What to work on:
Pick out every line in the rows below that contains the word "building", matching case exactly, and copy each one.

**** Exercise material

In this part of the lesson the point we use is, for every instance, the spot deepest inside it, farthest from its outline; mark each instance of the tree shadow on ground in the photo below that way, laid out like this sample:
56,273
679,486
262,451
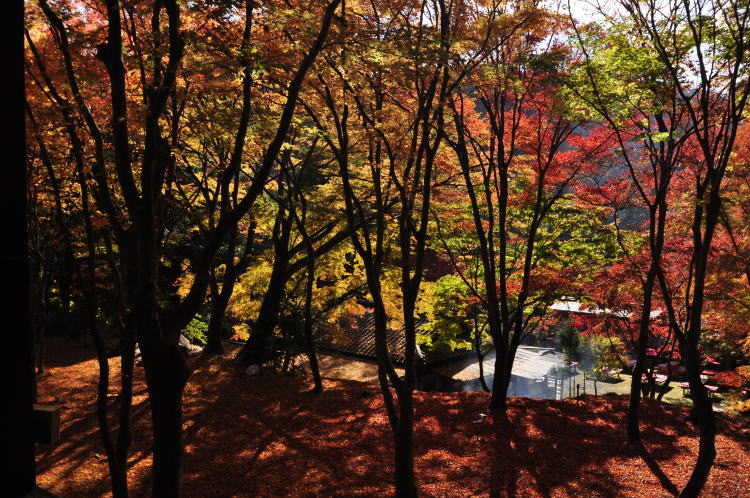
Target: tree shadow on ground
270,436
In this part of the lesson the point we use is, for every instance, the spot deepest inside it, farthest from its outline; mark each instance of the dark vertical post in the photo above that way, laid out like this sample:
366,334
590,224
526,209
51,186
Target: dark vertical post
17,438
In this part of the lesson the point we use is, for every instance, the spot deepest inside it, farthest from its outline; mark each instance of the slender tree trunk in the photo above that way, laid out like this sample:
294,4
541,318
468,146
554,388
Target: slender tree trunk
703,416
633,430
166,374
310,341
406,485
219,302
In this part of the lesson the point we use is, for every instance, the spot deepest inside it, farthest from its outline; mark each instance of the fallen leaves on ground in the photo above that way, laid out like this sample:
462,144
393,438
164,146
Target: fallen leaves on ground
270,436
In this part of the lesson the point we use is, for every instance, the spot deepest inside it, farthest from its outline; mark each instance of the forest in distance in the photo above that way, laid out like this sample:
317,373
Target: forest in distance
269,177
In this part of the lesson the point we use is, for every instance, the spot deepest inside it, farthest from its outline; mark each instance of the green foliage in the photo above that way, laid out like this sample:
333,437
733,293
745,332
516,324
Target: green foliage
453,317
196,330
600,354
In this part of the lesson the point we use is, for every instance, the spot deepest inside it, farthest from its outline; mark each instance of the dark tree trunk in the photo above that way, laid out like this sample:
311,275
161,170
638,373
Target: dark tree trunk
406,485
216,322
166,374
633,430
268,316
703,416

********
**** Exercise material

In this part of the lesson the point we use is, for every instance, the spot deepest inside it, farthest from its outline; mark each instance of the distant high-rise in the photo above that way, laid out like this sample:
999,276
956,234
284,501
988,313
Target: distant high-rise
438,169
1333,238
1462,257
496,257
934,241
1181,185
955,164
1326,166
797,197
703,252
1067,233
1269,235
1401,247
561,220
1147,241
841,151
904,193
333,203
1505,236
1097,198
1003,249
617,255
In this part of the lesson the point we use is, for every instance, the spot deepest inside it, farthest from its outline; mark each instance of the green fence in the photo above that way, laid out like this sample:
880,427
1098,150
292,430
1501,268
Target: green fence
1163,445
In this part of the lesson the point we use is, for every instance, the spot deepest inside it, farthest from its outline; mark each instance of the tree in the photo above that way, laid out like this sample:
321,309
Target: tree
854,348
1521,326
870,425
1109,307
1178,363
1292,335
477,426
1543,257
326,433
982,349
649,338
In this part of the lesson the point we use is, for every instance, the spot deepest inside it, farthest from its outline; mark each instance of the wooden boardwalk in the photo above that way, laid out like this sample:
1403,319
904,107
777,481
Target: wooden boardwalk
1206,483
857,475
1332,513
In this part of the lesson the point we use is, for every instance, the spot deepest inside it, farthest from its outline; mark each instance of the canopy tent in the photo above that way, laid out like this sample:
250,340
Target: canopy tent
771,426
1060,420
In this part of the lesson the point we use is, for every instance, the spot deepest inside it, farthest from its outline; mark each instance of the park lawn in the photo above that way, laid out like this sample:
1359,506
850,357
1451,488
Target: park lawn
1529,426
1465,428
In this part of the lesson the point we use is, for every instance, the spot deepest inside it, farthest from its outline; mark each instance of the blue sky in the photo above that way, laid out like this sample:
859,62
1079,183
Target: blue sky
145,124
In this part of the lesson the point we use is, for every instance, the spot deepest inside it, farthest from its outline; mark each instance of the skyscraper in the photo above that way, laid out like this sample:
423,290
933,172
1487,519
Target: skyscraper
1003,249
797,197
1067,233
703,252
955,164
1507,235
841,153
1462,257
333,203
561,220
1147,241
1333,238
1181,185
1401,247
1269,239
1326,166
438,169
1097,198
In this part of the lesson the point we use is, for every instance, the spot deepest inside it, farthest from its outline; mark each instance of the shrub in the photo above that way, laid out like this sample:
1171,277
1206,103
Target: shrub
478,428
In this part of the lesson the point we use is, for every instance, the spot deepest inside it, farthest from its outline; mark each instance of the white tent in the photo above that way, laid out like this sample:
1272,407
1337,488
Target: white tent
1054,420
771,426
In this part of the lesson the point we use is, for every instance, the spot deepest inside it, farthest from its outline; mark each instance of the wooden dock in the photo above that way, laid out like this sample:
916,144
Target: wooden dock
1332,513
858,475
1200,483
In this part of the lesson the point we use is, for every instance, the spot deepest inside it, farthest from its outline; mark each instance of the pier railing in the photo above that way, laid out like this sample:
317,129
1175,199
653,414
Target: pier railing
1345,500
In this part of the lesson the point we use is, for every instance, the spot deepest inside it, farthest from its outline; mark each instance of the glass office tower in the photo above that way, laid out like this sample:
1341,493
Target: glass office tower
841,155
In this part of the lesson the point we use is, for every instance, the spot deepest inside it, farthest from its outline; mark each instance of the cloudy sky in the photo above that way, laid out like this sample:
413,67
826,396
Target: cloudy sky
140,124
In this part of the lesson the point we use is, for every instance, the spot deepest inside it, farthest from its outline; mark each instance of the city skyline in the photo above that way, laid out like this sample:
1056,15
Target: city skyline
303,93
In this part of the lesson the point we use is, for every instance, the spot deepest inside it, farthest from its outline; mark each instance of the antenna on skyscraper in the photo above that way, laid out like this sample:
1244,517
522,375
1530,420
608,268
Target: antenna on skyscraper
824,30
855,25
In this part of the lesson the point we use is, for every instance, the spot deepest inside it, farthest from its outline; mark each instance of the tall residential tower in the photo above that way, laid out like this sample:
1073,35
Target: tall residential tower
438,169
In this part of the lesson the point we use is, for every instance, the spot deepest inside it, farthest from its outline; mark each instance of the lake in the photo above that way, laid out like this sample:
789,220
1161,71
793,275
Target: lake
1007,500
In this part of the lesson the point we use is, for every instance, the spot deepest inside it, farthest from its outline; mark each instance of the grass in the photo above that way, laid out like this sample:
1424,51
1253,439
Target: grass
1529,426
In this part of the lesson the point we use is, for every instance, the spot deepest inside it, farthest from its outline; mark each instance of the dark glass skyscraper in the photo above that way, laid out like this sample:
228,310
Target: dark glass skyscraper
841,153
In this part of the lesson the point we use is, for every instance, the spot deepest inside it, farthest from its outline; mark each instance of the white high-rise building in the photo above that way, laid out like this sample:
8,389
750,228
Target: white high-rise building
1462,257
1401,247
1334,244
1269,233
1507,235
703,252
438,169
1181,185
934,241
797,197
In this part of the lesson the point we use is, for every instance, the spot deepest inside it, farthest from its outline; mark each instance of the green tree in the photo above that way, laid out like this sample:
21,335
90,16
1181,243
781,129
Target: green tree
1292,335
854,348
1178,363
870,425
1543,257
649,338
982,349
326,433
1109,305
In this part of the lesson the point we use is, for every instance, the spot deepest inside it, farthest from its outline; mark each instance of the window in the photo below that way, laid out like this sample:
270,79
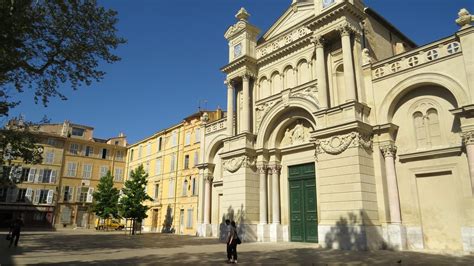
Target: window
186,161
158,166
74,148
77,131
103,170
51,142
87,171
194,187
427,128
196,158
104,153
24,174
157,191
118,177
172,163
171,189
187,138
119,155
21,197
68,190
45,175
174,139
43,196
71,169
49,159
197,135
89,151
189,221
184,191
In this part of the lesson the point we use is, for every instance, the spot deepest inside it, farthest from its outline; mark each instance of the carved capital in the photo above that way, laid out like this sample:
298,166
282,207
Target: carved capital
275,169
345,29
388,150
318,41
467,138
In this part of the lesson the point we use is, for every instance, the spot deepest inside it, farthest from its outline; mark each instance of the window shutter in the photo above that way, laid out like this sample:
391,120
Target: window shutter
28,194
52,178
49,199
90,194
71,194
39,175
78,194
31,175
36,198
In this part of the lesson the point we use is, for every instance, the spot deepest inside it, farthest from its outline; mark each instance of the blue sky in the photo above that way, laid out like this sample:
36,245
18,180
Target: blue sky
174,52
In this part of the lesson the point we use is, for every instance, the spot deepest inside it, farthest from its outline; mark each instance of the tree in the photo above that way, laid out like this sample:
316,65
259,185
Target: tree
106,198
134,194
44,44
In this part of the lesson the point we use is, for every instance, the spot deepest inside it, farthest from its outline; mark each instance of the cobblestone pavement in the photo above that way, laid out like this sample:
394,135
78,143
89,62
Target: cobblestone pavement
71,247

********

Solution to the exercise:
In this part of the lesson the point we use is, for every instance, the spot deepest inside it, farthest from its outline; mark each instance of the white high-rise building in the photo above that way, laid out like this sample:
Target: white high-rise building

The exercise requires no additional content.